GIVEN INSTRUCTION: How many lines of the listing below contain the string "each"? Case matters. Reply with the number only.

----------------------------------------

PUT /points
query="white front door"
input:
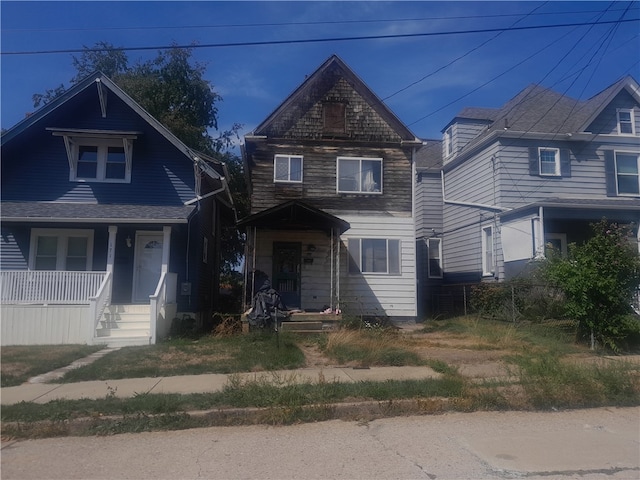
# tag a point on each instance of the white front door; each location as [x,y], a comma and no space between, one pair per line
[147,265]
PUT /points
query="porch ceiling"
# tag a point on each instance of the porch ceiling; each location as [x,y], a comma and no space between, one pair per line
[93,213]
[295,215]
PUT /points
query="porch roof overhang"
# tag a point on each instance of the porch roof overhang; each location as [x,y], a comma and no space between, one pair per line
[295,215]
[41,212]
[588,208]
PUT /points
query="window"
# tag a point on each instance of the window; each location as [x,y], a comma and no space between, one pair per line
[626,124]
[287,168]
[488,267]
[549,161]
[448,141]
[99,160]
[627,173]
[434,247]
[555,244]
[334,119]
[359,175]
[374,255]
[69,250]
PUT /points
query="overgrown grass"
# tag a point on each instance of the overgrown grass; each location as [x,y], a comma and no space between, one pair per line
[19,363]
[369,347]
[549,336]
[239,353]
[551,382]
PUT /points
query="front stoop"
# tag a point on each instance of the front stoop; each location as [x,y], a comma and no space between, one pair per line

----------------------------------------

IN RESPONSE: 6